*WHAT IS BEING ASKED*
Write out exactly the lines running from the one that contains "[pin] burnt car wheel -- one per line" through the end of the material.

--- Start of RECORDS PROVIDED ---

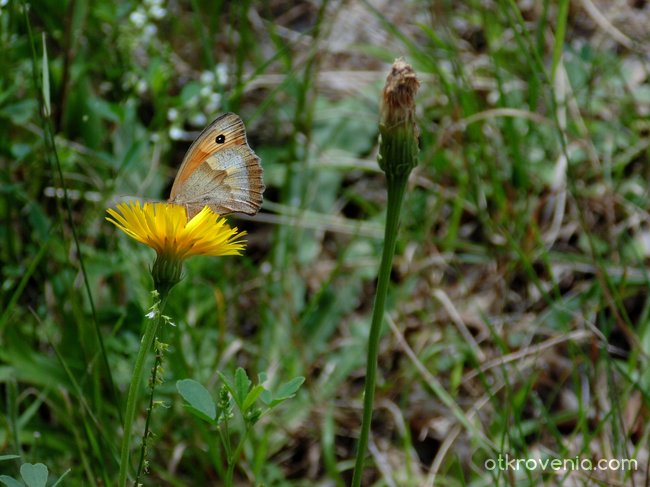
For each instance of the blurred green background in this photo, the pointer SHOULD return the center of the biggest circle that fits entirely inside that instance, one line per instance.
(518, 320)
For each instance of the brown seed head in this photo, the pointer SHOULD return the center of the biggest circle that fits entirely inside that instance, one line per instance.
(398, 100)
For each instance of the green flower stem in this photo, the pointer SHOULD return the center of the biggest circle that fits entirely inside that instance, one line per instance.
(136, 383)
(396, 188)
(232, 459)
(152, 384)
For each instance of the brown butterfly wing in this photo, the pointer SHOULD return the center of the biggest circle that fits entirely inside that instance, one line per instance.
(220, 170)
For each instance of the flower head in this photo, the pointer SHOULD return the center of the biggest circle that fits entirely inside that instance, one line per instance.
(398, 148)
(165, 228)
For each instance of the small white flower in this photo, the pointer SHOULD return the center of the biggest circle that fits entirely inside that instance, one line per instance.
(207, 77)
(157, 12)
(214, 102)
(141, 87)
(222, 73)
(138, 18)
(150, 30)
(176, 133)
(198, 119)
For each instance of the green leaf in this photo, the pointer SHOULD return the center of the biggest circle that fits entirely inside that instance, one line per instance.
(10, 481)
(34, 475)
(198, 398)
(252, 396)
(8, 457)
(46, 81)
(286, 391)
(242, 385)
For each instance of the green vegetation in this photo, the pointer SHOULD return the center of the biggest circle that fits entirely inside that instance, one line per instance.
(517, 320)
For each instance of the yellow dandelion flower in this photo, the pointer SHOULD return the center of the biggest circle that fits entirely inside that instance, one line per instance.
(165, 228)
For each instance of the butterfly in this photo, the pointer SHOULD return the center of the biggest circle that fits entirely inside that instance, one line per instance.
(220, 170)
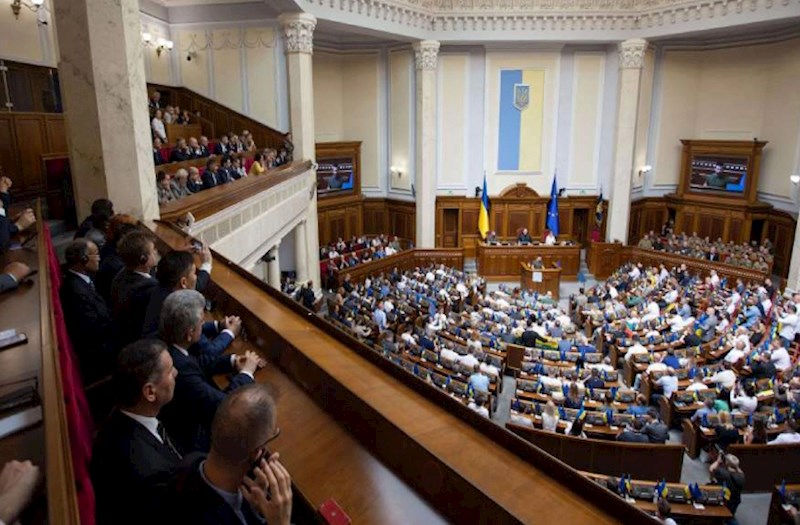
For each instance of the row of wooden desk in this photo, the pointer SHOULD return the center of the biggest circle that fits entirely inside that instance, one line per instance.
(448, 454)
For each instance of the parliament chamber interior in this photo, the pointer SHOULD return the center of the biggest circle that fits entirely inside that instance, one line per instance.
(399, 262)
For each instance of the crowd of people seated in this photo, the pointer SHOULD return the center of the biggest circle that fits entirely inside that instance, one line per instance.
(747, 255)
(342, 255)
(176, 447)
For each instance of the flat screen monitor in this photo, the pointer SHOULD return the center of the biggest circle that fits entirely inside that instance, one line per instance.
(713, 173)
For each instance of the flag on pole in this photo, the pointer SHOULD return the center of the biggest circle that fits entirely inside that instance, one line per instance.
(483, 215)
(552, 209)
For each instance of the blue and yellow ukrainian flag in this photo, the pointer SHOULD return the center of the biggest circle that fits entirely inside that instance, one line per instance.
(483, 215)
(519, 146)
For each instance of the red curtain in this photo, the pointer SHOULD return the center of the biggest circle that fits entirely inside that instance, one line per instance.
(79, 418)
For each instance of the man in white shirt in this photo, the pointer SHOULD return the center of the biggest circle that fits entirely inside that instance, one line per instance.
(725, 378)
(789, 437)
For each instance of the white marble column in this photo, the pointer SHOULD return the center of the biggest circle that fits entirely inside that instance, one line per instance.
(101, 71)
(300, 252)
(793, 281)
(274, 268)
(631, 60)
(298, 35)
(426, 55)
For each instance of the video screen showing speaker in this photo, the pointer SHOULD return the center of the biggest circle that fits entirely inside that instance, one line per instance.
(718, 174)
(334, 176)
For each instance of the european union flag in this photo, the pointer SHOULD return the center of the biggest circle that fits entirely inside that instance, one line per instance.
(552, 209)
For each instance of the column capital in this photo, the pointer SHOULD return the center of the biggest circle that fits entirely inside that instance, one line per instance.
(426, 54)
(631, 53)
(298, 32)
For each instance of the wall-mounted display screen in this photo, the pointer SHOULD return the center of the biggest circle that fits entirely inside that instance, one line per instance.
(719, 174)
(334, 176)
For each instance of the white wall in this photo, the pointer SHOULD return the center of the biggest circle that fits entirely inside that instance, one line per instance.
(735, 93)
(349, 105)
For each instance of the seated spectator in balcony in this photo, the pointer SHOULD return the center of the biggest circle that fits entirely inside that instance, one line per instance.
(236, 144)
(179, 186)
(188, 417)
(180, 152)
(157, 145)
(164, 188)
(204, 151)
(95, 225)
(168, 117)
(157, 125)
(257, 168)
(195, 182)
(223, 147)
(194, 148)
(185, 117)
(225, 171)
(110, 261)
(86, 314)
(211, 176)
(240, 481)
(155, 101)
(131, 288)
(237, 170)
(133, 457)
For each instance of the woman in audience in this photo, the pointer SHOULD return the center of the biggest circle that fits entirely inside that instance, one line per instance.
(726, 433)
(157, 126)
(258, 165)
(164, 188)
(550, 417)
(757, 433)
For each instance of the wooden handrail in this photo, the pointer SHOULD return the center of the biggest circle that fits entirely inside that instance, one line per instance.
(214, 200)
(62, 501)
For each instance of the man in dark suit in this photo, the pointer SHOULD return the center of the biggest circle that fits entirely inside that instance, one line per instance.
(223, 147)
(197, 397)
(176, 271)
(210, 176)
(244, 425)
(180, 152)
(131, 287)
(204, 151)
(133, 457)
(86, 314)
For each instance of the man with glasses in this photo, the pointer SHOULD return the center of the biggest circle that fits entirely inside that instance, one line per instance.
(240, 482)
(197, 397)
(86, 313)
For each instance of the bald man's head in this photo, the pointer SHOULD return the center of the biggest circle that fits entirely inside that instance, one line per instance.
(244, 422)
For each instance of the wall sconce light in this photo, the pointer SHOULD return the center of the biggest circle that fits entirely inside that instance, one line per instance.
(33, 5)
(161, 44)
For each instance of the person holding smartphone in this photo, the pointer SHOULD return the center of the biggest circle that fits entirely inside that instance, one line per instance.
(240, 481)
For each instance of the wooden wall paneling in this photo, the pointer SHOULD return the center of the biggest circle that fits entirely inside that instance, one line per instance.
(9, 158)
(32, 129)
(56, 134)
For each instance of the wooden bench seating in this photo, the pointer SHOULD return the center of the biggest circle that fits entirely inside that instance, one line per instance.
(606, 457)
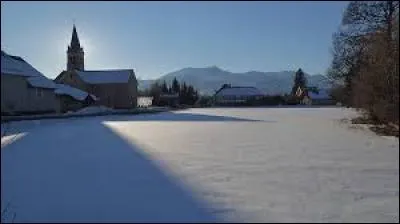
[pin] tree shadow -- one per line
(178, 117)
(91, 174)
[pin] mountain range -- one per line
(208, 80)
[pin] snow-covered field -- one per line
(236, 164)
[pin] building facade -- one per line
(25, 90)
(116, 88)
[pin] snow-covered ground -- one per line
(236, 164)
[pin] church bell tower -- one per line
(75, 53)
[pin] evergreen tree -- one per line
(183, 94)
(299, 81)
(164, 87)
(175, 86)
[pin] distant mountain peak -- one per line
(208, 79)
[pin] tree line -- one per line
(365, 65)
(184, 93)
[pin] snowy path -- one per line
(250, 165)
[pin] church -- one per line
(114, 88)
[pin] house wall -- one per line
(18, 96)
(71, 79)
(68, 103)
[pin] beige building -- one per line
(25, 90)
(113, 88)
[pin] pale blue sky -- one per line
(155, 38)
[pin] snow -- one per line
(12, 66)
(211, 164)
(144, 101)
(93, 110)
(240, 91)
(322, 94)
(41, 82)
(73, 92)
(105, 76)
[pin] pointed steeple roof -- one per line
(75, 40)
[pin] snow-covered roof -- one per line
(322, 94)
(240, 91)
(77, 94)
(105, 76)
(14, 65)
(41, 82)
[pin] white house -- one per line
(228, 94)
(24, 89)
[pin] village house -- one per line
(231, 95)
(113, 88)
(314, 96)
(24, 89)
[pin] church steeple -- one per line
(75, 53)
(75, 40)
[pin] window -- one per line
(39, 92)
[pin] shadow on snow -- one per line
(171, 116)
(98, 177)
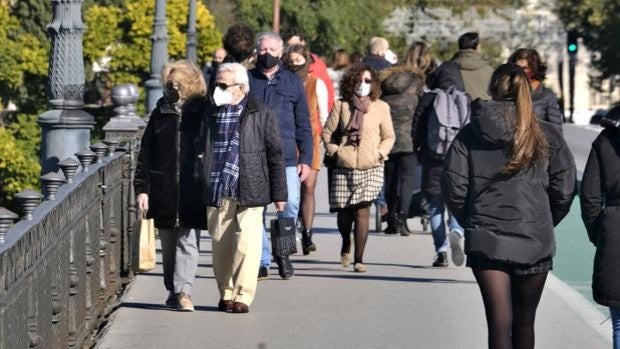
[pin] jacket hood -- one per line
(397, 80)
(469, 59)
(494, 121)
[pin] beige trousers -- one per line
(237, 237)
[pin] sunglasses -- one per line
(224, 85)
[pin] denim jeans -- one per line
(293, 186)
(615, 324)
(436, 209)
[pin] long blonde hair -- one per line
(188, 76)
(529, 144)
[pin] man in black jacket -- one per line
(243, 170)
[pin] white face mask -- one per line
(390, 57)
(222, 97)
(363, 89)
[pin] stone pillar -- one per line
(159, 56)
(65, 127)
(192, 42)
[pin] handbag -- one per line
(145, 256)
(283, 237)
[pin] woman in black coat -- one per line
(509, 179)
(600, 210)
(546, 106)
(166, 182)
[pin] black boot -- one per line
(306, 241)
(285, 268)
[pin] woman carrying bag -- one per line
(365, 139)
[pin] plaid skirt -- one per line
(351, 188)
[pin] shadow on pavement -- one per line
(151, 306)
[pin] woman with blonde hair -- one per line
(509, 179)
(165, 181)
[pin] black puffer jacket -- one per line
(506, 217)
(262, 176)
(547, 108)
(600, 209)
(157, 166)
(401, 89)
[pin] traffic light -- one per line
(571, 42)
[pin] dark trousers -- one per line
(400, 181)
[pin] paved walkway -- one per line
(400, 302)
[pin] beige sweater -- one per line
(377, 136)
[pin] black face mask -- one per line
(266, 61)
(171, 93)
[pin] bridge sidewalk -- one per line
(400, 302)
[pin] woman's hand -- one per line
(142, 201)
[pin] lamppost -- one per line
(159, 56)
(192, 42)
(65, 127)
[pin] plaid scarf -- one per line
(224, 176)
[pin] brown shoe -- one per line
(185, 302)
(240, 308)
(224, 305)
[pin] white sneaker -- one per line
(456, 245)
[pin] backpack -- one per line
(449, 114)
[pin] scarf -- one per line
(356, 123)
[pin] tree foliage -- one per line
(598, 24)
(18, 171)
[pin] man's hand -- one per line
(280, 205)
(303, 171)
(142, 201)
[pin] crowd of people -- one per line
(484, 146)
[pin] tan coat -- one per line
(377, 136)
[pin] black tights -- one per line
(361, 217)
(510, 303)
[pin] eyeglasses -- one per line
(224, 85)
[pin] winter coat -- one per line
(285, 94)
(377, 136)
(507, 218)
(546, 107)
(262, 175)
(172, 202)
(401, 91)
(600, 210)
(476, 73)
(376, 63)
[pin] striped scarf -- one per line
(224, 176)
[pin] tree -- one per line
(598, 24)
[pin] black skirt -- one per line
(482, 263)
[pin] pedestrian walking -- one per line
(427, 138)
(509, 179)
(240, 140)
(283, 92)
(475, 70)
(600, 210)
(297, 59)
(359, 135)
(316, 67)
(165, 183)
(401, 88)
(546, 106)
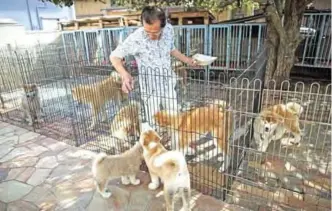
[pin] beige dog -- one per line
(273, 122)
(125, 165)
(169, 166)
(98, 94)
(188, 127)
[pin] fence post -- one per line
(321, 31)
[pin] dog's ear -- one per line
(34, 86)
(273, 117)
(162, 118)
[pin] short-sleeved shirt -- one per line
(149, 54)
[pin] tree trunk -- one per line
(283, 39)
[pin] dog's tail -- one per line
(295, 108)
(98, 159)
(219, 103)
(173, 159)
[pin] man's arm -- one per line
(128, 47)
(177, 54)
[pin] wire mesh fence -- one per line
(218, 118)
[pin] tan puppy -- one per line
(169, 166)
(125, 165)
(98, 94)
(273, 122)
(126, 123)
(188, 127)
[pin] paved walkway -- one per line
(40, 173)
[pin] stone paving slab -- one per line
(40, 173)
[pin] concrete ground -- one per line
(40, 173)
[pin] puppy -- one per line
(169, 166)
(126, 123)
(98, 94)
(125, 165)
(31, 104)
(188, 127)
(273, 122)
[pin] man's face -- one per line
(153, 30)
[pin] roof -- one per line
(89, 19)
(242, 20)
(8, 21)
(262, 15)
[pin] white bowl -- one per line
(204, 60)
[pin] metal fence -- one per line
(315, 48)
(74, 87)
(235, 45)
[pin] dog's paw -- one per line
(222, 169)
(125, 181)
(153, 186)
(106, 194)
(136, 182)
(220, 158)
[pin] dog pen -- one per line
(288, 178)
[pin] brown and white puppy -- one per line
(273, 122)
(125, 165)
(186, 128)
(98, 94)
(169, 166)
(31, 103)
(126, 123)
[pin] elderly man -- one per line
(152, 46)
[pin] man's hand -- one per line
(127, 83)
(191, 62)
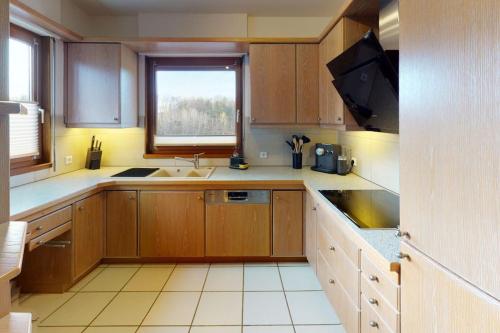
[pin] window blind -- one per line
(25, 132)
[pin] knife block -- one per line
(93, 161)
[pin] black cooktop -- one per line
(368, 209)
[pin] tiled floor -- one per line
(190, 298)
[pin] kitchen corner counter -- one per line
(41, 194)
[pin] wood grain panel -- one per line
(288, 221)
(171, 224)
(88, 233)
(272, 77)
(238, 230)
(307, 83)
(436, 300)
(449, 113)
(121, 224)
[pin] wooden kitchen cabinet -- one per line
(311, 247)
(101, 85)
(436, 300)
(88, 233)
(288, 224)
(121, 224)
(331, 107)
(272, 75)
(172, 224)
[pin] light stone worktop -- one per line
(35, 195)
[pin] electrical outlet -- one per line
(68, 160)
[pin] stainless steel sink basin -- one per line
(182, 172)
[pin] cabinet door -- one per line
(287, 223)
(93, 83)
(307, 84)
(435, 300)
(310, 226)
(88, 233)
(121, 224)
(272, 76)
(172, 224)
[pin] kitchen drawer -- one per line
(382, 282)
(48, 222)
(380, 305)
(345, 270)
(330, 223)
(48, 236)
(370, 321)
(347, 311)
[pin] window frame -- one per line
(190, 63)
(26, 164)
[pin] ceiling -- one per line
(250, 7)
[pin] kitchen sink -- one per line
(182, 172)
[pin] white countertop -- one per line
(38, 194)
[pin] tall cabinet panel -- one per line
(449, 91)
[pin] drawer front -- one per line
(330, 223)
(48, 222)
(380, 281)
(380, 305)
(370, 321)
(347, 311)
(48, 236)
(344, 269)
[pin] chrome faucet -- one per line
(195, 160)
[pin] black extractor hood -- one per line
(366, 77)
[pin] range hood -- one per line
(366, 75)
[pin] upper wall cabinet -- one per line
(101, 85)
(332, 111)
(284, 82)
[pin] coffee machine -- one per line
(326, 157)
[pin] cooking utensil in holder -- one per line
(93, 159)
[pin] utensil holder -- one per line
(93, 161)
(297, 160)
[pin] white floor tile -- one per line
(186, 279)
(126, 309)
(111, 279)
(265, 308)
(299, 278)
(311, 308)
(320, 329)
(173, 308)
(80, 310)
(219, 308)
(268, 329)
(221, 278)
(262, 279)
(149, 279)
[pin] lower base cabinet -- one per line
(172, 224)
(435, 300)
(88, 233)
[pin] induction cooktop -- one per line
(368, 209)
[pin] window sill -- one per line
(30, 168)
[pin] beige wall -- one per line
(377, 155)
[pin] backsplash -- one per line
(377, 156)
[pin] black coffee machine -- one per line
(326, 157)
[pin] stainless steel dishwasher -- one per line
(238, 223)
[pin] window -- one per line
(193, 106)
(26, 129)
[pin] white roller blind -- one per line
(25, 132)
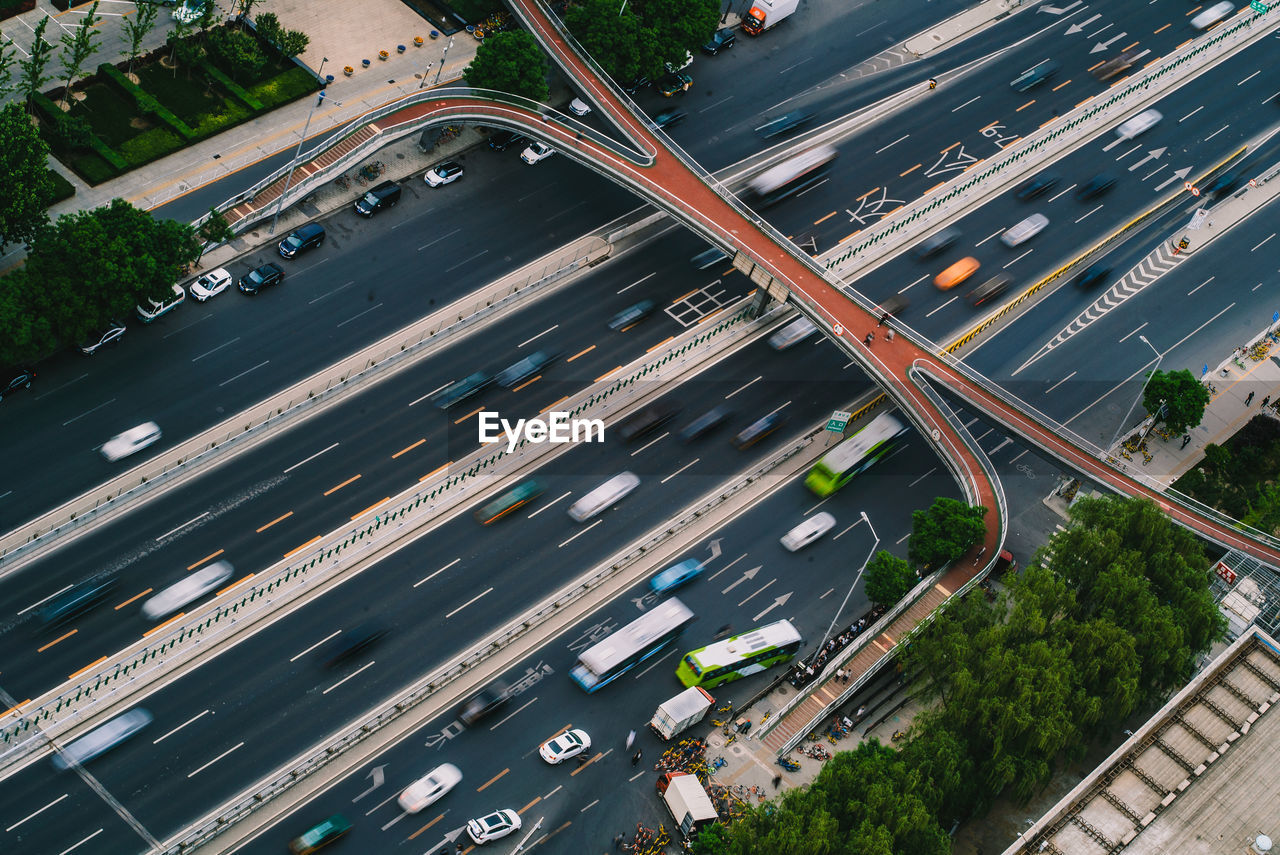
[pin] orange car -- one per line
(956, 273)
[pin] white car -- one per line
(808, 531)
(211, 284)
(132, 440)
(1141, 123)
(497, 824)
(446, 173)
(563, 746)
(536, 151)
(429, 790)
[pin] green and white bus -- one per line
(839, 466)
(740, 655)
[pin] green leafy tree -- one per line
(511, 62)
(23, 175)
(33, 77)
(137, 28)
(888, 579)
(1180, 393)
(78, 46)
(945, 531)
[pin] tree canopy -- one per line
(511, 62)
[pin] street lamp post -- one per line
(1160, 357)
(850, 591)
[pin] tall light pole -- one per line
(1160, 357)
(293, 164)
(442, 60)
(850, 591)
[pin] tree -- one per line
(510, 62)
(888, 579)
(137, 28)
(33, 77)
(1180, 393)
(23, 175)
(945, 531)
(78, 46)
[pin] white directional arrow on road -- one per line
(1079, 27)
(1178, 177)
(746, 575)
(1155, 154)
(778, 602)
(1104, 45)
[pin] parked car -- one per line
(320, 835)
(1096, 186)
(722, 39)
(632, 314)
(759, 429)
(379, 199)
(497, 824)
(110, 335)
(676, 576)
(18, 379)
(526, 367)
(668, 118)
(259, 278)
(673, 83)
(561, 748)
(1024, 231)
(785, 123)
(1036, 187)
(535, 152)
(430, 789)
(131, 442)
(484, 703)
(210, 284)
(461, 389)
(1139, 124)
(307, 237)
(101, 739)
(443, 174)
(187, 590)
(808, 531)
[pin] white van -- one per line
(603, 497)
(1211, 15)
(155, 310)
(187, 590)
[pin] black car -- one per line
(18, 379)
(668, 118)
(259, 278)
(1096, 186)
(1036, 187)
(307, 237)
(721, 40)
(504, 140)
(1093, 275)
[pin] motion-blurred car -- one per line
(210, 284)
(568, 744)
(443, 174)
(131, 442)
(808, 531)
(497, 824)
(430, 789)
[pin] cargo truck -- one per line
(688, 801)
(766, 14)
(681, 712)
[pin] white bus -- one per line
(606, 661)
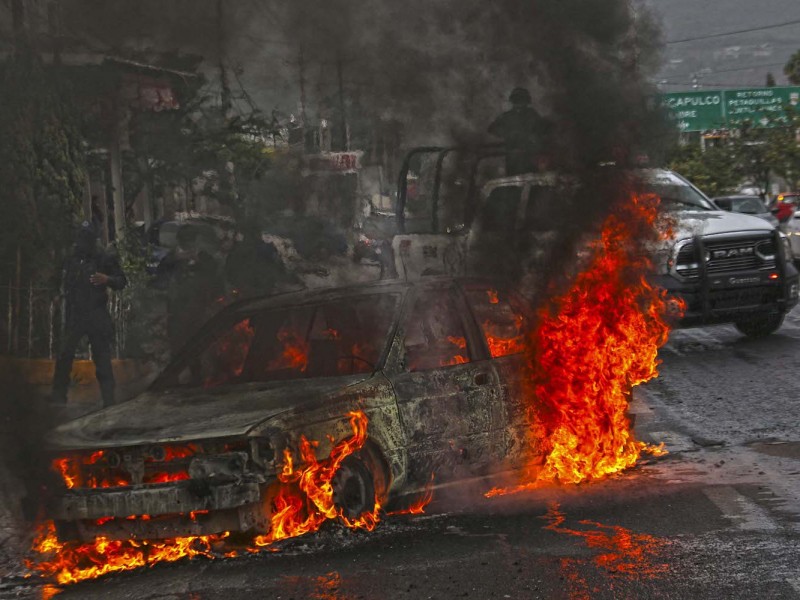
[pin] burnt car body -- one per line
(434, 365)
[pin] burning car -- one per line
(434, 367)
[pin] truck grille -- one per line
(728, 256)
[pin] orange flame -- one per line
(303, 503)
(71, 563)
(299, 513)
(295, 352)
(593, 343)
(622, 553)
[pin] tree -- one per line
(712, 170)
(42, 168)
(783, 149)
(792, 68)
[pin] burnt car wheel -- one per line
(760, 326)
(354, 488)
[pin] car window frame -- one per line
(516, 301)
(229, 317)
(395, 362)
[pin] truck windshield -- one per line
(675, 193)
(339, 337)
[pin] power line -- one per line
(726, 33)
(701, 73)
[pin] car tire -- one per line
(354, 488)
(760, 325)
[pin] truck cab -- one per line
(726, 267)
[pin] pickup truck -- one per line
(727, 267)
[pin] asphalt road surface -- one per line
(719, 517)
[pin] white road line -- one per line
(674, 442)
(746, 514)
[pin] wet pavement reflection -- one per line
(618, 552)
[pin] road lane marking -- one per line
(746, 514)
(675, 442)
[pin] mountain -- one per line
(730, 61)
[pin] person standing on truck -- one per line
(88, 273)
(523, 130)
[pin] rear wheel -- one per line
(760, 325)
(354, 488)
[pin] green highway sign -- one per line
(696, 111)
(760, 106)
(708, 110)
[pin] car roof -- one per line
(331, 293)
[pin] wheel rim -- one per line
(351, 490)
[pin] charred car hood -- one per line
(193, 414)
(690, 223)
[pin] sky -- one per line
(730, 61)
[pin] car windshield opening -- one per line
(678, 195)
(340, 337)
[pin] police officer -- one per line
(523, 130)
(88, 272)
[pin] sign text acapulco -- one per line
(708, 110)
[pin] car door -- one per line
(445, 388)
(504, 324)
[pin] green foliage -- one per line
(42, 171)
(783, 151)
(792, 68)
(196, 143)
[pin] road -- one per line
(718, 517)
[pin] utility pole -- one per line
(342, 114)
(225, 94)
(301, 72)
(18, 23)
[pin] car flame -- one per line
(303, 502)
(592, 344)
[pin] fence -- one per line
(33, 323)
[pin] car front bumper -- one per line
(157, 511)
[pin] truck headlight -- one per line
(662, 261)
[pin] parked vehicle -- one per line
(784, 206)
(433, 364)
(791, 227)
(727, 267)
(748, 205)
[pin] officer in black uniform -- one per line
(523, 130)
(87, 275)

--- End of RECORDS PROVIDED ---

*WRITTEN SOLUTION*
[pin] burnt car wheel -- one per line
(760, 326)
(354, 488)
[pin] car window frame -- one per line
(516, 301)
(229, 317)
(395, 362)
[pin] truck windshield -- one per line
(675, 193)
(339, 337)
[pin] power line -- one per line
(726, 33)
(701, 73)
[pin] car tire -- one per line
(354, 488)
(760, 325)
[pin] truck cab -- one per line
(726, 267)
[pin] pickup truck -- one per line
(727, 267)
[pin] asphalt road surface -- one per line
(719, 517)
[pin] white road line -- one per line
(674, 442)
(746, 514)
[pin] wet pavement reflection -- one per line
(618, 552)
[pin] road lane marking -- one per line
(746, 514)
(675, 442)
[pin] mountain -- one per line
(730, 61)
[pin] person standing on truck -- one per line
(88, 273)
(523, 130)
[pin] rear wheel -- one per line
(760, 325)
(354, 488)
[pin] green highway sign -- one per line
(696, 111)
(760, 106)
(708, 110)
[pin] car roof -- one per line
(331, 293)
[pin] wheel rim -- one per line
(351, 490)
[pin] charred car hood -- one per line
(193, 414)
(690, 223)
[pin] sky -- one per line
(730, 61)
[pin] car windshield opening -- one per line
(678, 195)
(340, 337)
[pin] police officer -- one per line
(523, 130)
(88, 272)
[pin] sign text acapulco -- one per line
(708, 110)
[pin] car door -- one per line
(445, 388)
(504, 324)
[pin] green foliage -- one per line
(42, 171)
(783, 151)
(792, 68)
(196, 143)
[pin] road -- one per line
(718, 517)
[pin] utility pole -- one per line
(342, 114)
(225, 94)
(301, 72)
(18, 23)
[pin] car flame -- one per line
(303, 502)
(592, 344)
[pin] fence -- one per line
(33, 323)
[pin] car front bumper -- one per line
(157, 511)
[pin] truck headlight -- one per line
(662, 261)
[pin] parked vehicle -- one per line
(784, 206)
(433, 364)
(791, 227)
(727, 267)
(748, 205)
[pin] officer in black uniform -- one per line
(523, 130)
(87, 275)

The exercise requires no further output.